[Location identification rows]
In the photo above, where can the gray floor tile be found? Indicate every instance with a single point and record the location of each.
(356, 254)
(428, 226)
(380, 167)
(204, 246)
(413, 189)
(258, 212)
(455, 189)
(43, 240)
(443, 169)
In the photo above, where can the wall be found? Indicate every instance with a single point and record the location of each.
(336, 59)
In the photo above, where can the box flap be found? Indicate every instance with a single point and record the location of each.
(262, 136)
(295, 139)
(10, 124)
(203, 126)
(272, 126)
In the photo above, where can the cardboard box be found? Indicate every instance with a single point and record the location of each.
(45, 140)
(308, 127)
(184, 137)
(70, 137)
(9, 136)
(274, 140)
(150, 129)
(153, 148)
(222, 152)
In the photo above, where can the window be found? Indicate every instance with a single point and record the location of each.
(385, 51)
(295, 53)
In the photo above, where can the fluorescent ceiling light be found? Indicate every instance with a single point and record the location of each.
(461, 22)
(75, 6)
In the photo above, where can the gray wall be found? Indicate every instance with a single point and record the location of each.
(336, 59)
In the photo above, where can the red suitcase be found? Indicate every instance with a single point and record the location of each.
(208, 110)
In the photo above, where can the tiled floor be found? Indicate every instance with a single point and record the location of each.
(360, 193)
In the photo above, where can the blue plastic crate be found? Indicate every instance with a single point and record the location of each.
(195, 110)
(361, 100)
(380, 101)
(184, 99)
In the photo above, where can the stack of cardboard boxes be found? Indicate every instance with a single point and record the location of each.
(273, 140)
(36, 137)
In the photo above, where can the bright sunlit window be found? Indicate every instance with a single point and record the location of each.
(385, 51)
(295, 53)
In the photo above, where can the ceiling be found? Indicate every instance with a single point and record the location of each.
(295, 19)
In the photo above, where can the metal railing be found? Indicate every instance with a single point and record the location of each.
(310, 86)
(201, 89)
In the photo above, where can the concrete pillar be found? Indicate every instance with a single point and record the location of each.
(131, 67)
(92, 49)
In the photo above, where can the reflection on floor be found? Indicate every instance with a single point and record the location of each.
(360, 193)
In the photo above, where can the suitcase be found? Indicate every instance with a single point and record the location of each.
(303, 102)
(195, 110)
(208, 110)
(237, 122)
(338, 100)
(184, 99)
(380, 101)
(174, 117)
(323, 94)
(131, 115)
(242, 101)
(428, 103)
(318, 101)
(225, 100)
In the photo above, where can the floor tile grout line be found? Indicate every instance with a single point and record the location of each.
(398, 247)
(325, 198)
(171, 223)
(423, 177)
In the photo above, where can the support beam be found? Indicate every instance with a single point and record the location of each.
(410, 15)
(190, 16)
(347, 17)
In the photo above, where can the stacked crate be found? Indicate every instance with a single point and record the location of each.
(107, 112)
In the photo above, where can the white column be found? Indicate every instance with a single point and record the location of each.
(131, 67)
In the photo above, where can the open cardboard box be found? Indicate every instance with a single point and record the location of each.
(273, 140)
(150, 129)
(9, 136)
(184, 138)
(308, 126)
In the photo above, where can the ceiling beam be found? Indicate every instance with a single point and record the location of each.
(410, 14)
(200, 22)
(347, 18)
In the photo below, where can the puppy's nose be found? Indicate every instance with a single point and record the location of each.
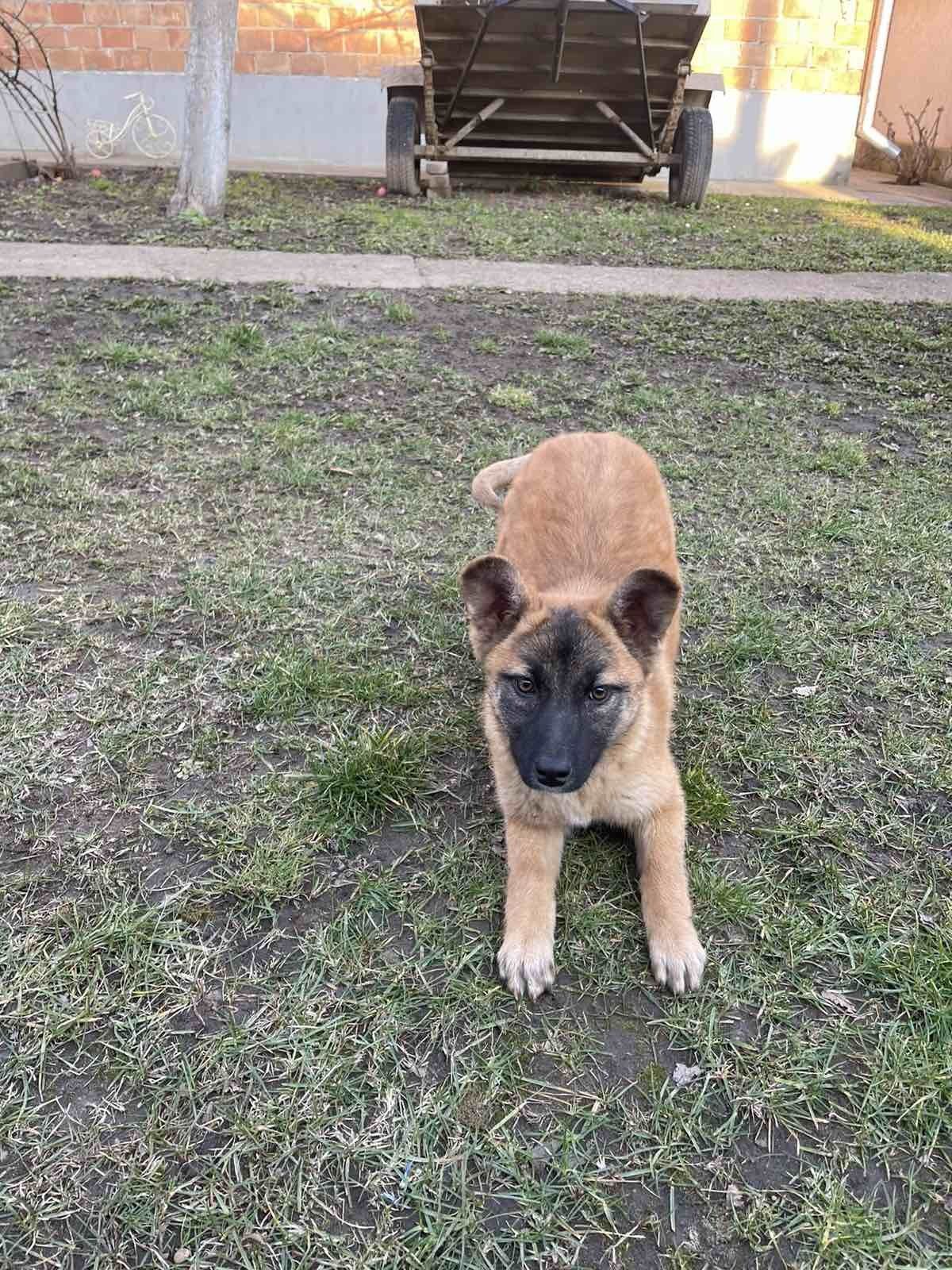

DESCRIPTION OF THE TASK:
Reproduce every row above word for word, but leave out the pictures.

EXERCISE RESPONSE:
In the photo above, where can the gray floor tile be found? Indicate every instance with a single point and record the location of each.
(356, 254)
(428, 226)
(380, 167)
(204, 246)
(413, 189)
(258, 212)
(455, 189)
(43, 240)
(443, 169)
In the photo above, where can the wall be found? Indicate every instance with a single point and record the location of each.
(336, 59)
In the photo above, where can the box flap be found? Indicate every instance with a single point and record the location of each.
(262, 136)
(295, 139)
(10, 124)
(203, 126)
(272, 126)
In the photo above, where can the cardboard box be found? Indicate every instance with a single point and record the location of each.
(45, 140)
(308, 127)
(184, 137)
(70, 137)
(9, 136)
(274, 140)
(150, 129)
(153, 148)
(222, 152)
In the photo above, where can the window be found? Indicate every instance with a single point and record the location of each.
(385, 51)
(295, 53)
In the photo above, where can the fluorescent ceiling light be found? Indicate every instance with a single point and record the location of each.
(461, 22)
(75, 6)
In the photo above, where can the gray wall be found? Indicate every instance with a single point and record the location of each.
(336, 59)
In the photo above, where can the red suitcase be found? Indicate every instance with a single point and record the location of each.
(208, 110)
In the photo above, where can the tiled floor be found? Indicate every instance with a single point and record the location of each.
(360, 193)
In the photo above, where can the blue plastic crate be found? Indicate every instance with a single point and record the location of each.
(195, 110)
(361, 100)
(380, 101)
(184, 99)
In the photo above, where can the stack of cardboard boxes be found? Indicate every instance with a single point and record the location of each.
(273, 140)
(36, 137)
In the photo above, where can the bright sunlit window be found? Indicate every instance with a single point and record the location of each.
(385, 51)
(295, 53)
In the photo above, where can the ceiling be found? Indicate every instance with a single point and record the location of each.
(295, 19)
In the photo above, where can the metal railing be found? Indicate every instance with a single point and record the location of each.
(310, 86)
(201, 89)
In the photo above, where can the concrete pillar be found? Indicate every instance with a single point and record the location of each.
(131, 67)
(92, 49)
In the photo above, where can the reflection on floor be found? Indicate every instance with a single point and record the location of each.
(360, 193)
In the photo above, where can the suitcase be found? Indicate every instance with a single point and record the location of each.
(303, 102)
(195, 110)
(208, 110)
(237, 122)
(338, 100)
(184, 99)
(380, 101)
(174, 117)
(323, 94)
(131, 115)
(242, 101)
(428, 103)
(318, 101)
(225, 100)
In the photo above, where can the floor tile grout line be found? Indicate every instance with a single point and record the location of each.
(398, 247)
(325, 198)
(171, 223)
(423, 177)
In the photo above, where can the support beam be found? Indicate every instance with a single point and record the location of each.
(410, 15)
(190, 16)
(347, 17)
In the photo above, where can the stacked crate be found? Indicate every instance with a single point and record the location of each.
(107, 112)
In the photo above, where can the white column be found? Indicate every instance with a single point and record the location of each.
(131, 67)
In the photo above, where can the open cardboard box be found? Indicate every instance with a single point and record the location of each.
(273, 140)
(150, 129)
(9, 136)
(184, 138)
(308, 126)
In the photo above, where can the ceiling beam be found? Indicate every instance with a single point and record the location of each.
(410, 14)
(200, 22)
(347, 18)
In the photo below, where can the puppy's nose be found? Indicate every instance with a single point and record the location of each.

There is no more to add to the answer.